# Task brief:
Only one stretch of the listing below is wanted. Give it again exactly, from the line with "find house |" through the line with "find floating ice".

Segment Start: Data to examine

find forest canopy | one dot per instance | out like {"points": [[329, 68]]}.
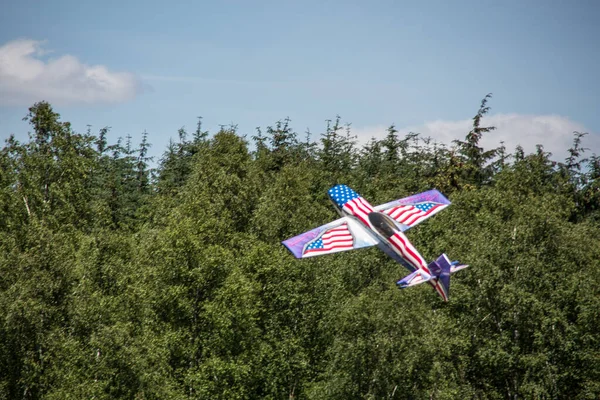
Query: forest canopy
{"points": [[120, 280]]}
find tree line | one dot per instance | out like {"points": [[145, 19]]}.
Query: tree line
{"points": [[123, 281]]}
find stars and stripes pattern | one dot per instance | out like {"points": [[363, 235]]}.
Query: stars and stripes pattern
{"points": [[351, 202], [335, 239], [412, 214]]}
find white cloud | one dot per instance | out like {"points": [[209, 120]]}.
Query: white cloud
{"points": [[554, 132], [25, 78]]}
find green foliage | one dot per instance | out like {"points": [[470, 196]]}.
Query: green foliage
{"points": [[119, 281]]}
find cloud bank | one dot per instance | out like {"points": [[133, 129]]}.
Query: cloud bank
{"points": [[25, 78], [553, 132]]}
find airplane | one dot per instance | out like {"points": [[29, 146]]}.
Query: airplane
{"points": [[362, 225]]}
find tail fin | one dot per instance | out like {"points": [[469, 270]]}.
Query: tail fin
{"points": [[440, 276]]}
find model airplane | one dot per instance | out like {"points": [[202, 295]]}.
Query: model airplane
{"points": [[362, 225]]}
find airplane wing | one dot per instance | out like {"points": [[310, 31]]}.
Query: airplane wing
{"points": [[413, 210], [340, 235]]}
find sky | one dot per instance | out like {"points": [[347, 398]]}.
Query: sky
{"points": [[422, 66]]}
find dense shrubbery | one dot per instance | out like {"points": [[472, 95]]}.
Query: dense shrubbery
{"points": [[118, 281]]}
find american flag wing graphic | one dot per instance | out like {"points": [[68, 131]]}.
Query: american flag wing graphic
{"points": [[340, 235], [413, 210]]}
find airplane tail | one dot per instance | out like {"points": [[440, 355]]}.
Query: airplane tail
{"points": [[439, 277]]}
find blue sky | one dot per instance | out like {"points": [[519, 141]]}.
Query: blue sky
{"points": [[423, 66]]}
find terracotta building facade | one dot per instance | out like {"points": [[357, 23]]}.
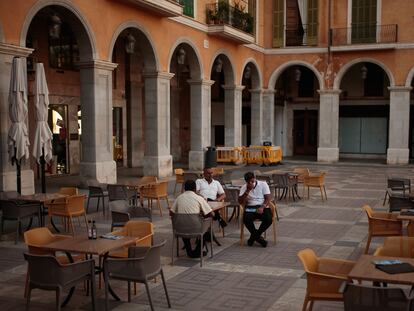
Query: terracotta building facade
{"points": [[150, 83]]}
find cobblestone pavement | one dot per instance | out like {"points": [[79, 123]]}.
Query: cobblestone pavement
{"points": [[238, 277]]}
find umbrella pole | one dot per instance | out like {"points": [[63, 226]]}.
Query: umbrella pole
{"points": [[42, 170]]}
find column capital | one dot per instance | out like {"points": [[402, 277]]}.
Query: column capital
{"points": [[399, 88], [233, 87], [330, 92], [201, 82], [15, 50], [97, 64], [159, 75]]}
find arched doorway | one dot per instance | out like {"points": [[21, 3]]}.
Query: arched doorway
{"points": [[252, 106], [297, 111], [60, 41], [364, 111], [185, 66], [133, 53], [226, 107]]}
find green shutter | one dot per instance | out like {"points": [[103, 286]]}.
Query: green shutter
{"points": [[312, 30], [278, 22], [364, 21]]}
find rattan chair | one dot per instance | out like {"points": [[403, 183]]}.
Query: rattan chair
{"points": [[45, 272], [274, 212], [68, 208], [155, 191], [324, 277], [142, 265], [191, 226], [381, 224], [359, 297]]}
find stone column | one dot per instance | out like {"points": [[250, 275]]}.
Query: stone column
{"points": [[328, 150], [232, 115], [257, 117], [398, 151], [135, 134], [8, 177], [268, 123], [200, 121], [96, 104], [157, 158]]}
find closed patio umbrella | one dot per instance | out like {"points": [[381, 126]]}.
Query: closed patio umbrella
{"points": [[42, 144], [18, 138]]}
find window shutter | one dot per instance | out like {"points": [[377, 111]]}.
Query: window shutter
{"points": [[278, 21], [312, 30]]}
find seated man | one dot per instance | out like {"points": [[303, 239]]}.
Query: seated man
{"points": [[211, 190], [189, 202], [255, 196]]}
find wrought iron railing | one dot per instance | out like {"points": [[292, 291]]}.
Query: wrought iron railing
{"points": [[223, 13], [305, 35], [359, 34]]}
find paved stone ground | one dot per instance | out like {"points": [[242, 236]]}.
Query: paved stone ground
{"points": [[237, 278]]}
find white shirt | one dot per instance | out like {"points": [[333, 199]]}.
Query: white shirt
{"points": [[256, 195], [190, 202], [209, 190]]}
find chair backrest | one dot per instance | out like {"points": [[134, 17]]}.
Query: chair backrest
{"points": [[309, 260], [69, 190], [369, 298], [187, 224], [397, 246], [117, 192]]}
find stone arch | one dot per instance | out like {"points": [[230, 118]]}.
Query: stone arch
{"points": [[410, 77], [341, 73], [228, 67], [276, 74], [196, 66], [258, 81], [86, 37], [149, 49]]}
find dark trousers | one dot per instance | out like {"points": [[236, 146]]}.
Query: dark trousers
{"points": [[250, 217]]}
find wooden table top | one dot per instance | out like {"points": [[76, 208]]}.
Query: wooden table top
{"points": [[364, 269], [81, 244], [215, 206]]}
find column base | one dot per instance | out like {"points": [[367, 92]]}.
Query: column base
{"points": [[160, 166], [103, 172], [328, 155], [397, 156], [8, 181], [196, 160]]}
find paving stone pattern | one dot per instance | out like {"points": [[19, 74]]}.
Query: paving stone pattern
{"points": [[238, 277]]}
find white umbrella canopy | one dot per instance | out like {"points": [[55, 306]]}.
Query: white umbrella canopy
{"points": [[43, 135], [18, 138]]}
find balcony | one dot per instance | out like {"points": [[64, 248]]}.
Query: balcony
{"points": [[378, 36], [302, 36], [164, 8], [230, 22]]}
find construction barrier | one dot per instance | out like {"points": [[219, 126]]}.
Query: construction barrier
{"points": [[229, 155]]}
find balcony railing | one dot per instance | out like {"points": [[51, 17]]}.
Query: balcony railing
{"points": [[223, 13], [365, 34], [302, 36]]}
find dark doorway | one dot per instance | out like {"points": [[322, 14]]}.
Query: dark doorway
{"points": [[305, 132]]}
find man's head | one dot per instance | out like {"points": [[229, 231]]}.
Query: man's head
{"points": [[208, 174], [250, 178], [190, 185]]}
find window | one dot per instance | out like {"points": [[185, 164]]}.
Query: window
{"points": [[278, 21], [364, 21], [188, 9]]}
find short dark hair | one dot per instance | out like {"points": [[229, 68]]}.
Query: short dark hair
{"points": [[248, 176], [190, 185]]}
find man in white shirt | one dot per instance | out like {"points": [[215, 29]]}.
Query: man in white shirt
{"points": [[211, 190], [255, 196], [189, 202]]}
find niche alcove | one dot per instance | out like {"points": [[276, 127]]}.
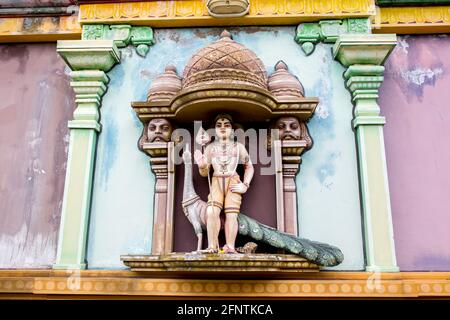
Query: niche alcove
{"points": [[227, 77]]}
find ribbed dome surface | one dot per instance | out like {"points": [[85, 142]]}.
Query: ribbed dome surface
{"points": [[283, 84], [225, 61]]}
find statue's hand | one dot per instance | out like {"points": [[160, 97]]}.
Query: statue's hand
{"points": [[200, 159], [186, 156], [239, 188]]}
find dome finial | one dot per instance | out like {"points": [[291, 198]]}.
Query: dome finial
{"points": [[225, 34], [170, 68], [281, 65]]}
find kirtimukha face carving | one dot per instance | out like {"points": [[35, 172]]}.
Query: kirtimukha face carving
{"points": [[289, 128], [159, 130]]}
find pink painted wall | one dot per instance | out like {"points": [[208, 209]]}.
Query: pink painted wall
{"points": [[36, 102], [415, 98]]}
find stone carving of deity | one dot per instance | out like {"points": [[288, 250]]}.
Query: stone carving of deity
{"points": [[226, 188]]}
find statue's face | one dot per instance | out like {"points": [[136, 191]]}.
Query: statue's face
{"points": [[159, 130], [224, 128], [289, 128]]}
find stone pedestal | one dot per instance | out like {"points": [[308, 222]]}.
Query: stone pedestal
{"points": [[204, 265]]}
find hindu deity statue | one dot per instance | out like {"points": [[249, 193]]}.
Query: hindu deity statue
{"points": [[226, 187]]}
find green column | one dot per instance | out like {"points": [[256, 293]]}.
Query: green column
{"points": [[89, 60], [364, 55]]}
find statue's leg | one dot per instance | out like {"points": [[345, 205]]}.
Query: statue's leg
{"points": [[215, 204], [213, 226], [199, 241], [231, 229], [232, 208]]}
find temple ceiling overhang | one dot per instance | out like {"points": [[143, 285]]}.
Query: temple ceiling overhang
{"points": [[401, 17]]}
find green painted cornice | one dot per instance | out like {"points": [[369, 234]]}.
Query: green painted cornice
{"points": [[89, 54], [309, 34], [401, 3], [122, 35], [373, 49]]}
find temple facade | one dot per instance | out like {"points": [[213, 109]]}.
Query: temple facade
{"points": [[331, 181]]}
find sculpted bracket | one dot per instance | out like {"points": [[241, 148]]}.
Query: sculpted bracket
{"points": [[309, 34], [122, 35]]}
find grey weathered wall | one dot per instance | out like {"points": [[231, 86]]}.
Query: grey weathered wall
{"points": [[35, 104]]}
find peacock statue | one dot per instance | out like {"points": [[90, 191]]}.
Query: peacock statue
{"points": [[195, 210]]}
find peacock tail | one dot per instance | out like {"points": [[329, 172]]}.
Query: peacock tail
{"points": [[321, 254]]}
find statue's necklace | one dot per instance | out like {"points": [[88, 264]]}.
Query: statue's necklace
{"points": [[225, 156]]}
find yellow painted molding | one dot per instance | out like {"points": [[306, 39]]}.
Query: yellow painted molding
{"points": [[116, 284], [191, 13], [39, 29], [412, 20]]}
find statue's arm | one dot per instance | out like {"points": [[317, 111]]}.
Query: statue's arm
{"points": [[203, 161], [248, 166]]}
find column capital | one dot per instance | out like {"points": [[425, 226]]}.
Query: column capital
{"points": [[89, 54]]}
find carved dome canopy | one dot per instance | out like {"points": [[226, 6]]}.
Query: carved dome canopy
{"points": [[225, 61], [225, 76]]}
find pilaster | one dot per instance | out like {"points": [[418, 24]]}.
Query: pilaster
{"points": [[161, 155], [89, 61], [364, 55]]}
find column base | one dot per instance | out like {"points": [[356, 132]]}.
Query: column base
{"points": [[69, 266], [382, 269]]}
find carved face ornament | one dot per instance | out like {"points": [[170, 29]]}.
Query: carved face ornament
{"points": [[289, 128], [159, 130], [224, 129]]}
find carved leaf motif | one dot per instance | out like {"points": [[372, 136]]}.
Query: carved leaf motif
{"points": [[433, 15], [104, 11], [185, 8], [352, 6], [295, 7], [128, 10], [322, 6]]}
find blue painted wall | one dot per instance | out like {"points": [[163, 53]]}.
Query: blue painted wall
{"points": [[329, 211]]}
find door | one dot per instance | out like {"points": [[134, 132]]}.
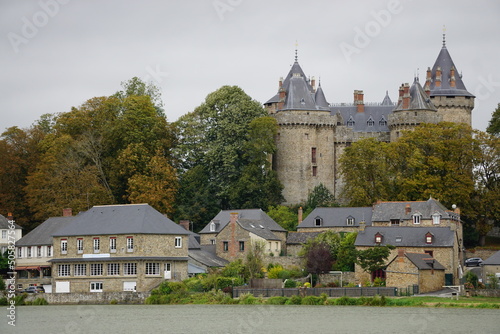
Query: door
{"points": [[168, 271]]}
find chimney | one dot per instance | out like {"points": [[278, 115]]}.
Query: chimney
{"points": [[452, 77], [406, 96], [185, 224], [68, 212], [438, 76]]}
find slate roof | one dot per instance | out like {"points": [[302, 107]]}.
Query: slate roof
{"points": [[299, 238], [419, 100], [337, 217], [256, 216], [410, 236], [493, 260], [424, 262], [42, 234], [4, 223], [385, 211], [445, 62], [121, 219]]}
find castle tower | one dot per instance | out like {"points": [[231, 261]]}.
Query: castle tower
{"points": [[447, 91], [414, 107], [305, 151]]}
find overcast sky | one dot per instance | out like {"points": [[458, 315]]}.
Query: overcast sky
{"points": [[55, 54]]}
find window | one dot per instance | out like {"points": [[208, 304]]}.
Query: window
{"points": [[79, 245], [97, 245], [63, 270], [96, 269], [95, 286], [113, 269], [64, 246], [152, 268], [80, 270], [130, 269], [350, 221], [178, 242], [112, 245], [130, 244]]}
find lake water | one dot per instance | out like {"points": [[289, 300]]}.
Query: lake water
{"points": [[75, 319]]}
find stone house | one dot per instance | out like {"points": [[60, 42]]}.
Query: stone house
{"points": [[35, 250], [407, 269], [234, 231], [115, 248], [491, 266], [6, 235]]}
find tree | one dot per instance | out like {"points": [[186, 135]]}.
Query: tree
{"points": [[494, 123], [374, 258]]}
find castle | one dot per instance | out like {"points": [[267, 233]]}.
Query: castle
{"points": [[313, 133]]}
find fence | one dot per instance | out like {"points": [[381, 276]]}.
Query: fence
{"points": [[330, 292]]}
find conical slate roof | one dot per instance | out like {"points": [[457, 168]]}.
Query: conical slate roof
{"points": [[445, 63]]}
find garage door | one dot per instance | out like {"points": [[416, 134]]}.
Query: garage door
{"points": [[62, 287]]}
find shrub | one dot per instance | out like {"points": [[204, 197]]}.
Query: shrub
{"points": [[294, 300]]}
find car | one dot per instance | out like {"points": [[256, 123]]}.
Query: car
{"points": [[473, 262], [34, 289]]}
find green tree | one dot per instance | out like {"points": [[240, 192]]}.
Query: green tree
{"points": [[373, 258]]}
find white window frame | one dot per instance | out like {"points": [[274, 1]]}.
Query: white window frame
{"points": [[96, 269], [130, 269], [95, 286], [80, 269], [64, 270], [178, 242], [152, 268], [64, 246], [113, 269]]}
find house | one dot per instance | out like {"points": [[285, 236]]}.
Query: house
{"points": [[35, 249], [439, 243], [408, 269], [114, 248], [491, 266], [234, 231], [10, 232], [341, 220]]}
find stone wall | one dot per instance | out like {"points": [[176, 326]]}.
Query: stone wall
{"points": [[91, 298]]}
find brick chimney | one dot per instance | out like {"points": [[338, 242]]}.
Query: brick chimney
{"points": [[185, 224], [406, 96], [68, 212]]}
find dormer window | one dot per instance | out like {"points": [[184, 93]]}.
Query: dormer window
{"points": [[350, 221], [429, 238]]}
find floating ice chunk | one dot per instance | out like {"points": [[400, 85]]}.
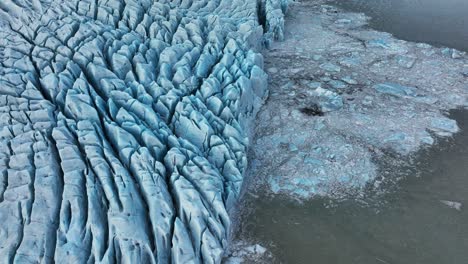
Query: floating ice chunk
{"points": [[330, 67], [328, 100], [443, 126]]}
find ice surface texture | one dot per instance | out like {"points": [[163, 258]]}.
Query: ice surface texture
{"points": [[124, 126]]}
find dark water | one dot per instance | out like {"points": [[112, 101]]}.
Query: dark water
{"points": [[438, 22], [410, 224]]}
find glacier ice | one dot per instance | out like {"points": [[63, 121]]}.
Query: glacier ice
{"points": [[125, 126]]}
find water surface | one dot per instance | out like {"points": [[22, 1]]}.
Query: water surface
{"points": [[409, 224], [438, 22]]}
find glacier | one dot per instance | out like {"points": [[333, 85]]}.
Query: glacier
{"points": [[125, 126]]}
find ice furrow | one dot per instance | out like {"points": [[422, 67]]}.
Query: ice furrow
{"points": [[125, 124]]}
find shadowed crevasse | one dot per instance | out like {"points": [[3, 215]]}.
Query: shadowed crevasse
{"points": [[124, 126]]}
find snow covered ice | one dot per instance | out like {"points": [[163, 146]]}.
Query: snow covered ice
{"points": [[124, 126]]}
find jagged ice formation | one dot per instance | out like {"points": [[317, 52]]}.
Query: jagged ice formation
{"points": [[124, 126]]}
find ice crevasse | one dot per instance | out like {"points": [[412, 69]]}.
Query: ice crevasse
{"points": [[124, 126]]}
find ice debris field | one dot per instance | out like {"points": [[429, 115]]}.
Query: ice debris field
{"points": [[125, 124]]}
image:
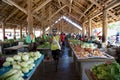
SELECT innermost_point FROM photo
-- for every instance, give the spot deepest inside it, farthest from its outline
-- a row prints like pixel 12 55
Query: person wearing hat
pixel 55 46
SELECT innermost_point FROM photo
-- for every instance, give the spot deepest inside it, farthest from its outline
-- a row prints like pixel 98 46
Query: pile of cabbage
pixel 22 61
pixel 88 45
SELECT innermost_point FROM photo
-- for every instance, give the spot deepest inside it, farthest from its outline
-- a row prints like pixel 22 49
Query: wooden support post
pixel 20 31
pixel 89 28
pixel 104 26
pixel 3 29
pixel 14 33
pixel 43 22
pixel 26 29
pixel 30 17
pixel 83 30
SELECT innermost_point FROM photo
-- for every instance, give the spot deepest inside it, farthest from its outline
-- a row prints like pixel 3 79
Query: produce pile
pixel 87 50
pixel 21 63
pixel 44 45
pixel 107 71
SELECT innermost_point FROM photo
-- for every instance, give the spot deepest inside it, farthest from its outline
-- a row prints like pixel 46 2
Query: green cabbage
pixel 6 64
pixel 16 66
pixel 17 58
pixel 24 64
pixel 25 70
pixel 9 59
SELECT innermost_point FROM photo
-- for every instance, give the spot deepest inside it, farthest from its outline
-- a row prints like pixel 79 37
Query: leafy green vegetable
pixel 107 71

Segment End: Data to examine

# Response to this task:
find house | one dot per instance | out like {"points": [[285, 236]]}.
Query: house
{"points": [[35, 249], [439, 243], [408, 269], [114, 248], [491, 266], [234, 231], [10, 232], [341, 220]]}
find stone wall | one dot per instance | out like {"points": [[176, 326]]}.
Query: stone wall
{"points": [[91, 298]]}
find brick chimney | one dot per instance | out like {"points": [[338, 242]]}.
Query: brick chimney
{"points": [[185, 224], [406, 96], [68, 212]]}
find dormer window | one dot per instance | out like {"points": [[184, 93]]}.
Query: dormer window
{"points": [[350, 221], [429, 238]]}
find floating ice chunk | one dot per instance | out like {"points": [[400, 85]]}.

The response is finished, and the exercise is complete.